● **What needs to be done**
Quote the text on RRM2B mutations and mtDNA depletion in full, word for word.

Deleterious mutations in RRM2B, a gene responsible for maintenance of mtDNA, result in severe reduction of mtDNA content in skeletal muscle

Mutations in POLG1, DGUOK, TK2, SUCLG1, SUCLA2, PEO1, MPV17 and TYMP can cause mtDNA depletion. Recently, deleterious mutations in RRM2B encoding the p53 inducible ribonucleotide reductase subunit (p53R2) were shown to be associated with severe mtDNA depletion. We report on a patient with severe hypotonia, deafness, blindness, hyperammonemia and increased lactate. The metabolic disorder progressed rapidly and patient died at the age of two months. Oxidative phosphorylation (OXPHOS) enzyme activities were measured using spectrophotometrical analysis. Functional integrity of the five complexes was evaluated using blue native polyacrylamide gel electrophoresis (BN-PAGE) followed by in-gel activity staining. Western blotting was performed to investigate residual protein amounts in the OXPHOS complexes. The amount of mtDNA was evaluated using qPCR. Direct PCR nucleotide sequencing analysis screening of all coding exons and part of flanking introns of RRM2B was used. Severe reduction of activities from partially mtDNA encoded OXPHOS complexes was demonstrated in skeletal muscle using spectrophotometrical analysis and BN-PAGE. Western blotting using antibodies against selective OXPHOS subunits showed that the nuclearly encoded complex II was preserved. The amount of mtDNA in muscle was 3.1 %. Sequencing of RRM2B showed that the patient harboured a homozygous 3-bp in-frame deletion (nt 253-255delGAG, p.Glu85del ) mutation in exon 3. Apart from mutations in enzymes involved in salvage pathway of dNTP’s, also deficient enzymes involved in de novo synthesis can cause mtDNA depletion. In patients with myopathy, primary lactic acidosis and severe mtDNA depletion, screening of RRM2B gene is highly recommended.

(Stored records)

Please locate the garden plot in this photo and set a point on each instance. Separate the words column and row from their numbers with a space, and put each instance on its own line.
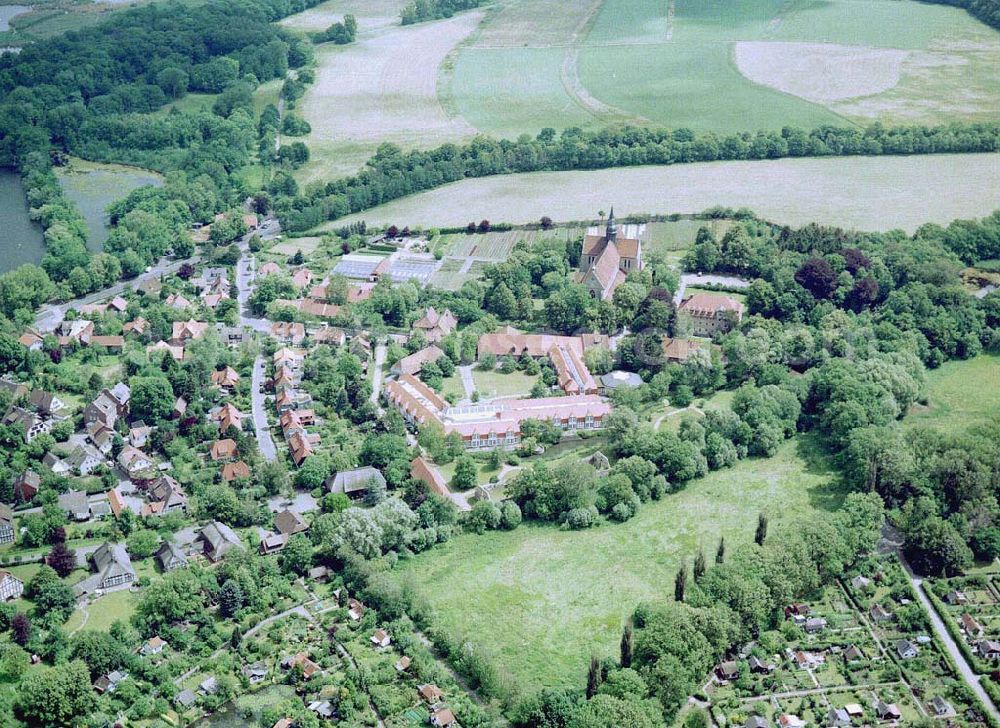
column 409, row 268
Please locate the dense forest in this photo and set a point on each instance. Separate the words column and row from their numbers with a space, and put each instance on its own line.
column 97, row 93
column 392, row 173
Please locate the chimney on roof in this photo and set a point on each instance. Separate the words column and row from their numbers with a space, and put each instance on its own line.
column 612, row 229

● **Task answer**
Deleterious mutations in RRM2B, a gene responsible for maintenance of mtDNA, result in severe reduction of mtDNA content in skeletal muscle

Mutations in POLG1, DGUOK, TK2, SUCLG1, SUCLA2, PEO1, MPV17 and TYMP can cause mtDNA depletion. Recently, deleterious mutations in RRM2B encoding the p53 inducible ribonucleotide reductase subunit (p53R2) were shown to be associated with severe mtDNA depletion. We report on a patient with severe hypotonia, deafness, blindness, hyperammonemia and increased lactate. The metabolic disorder progressed rapidly and patient died at the age of two months. Oxidative phosphorylation (OXPHOS) enzyme activities were measured using spectrophotometrical analysis. Functional integrity of the five complexes was evaluated using blue native polyacrylamide gel electrophoresis (BN-PAGE) followed by in-gel activity staining. Western blotting was performed to investigate residual protein amounts in the OXPHOS complexes. The amount of mtDNA was evaluated using qPCR. Direct PCR nucleotide sequencing analysis screening of all coding exons and part of flanking introns of RRM2B was used. Severe reduction of activities from partially mtDNA encoded OXPHOS complexes was demonstrated in skeletal muscle using spectrophotometrical analysis and BN-PAGE. Western blotting using antibodies against selective OXPHOS subunits showed that the nuclearly encoded complex II was preserved. The amount of mtDNA in muscle was 3.1 %. Sequencing of RRM2B showed that the patient harboured a homozygous 3-bp in-frame deletion (nt 253-255delGAG, p.Glu85del ) mutation in exon 3. Apart from mutations in enzymes involved in salvage pathway of dNTP’s, also deficient enzymes involved in de novo synthesis can cause mtDNA depletion. In patients with myopathy, primary lactic acidosis and severe mtDNA depletion, screening of RRM2B gene is highly recommended.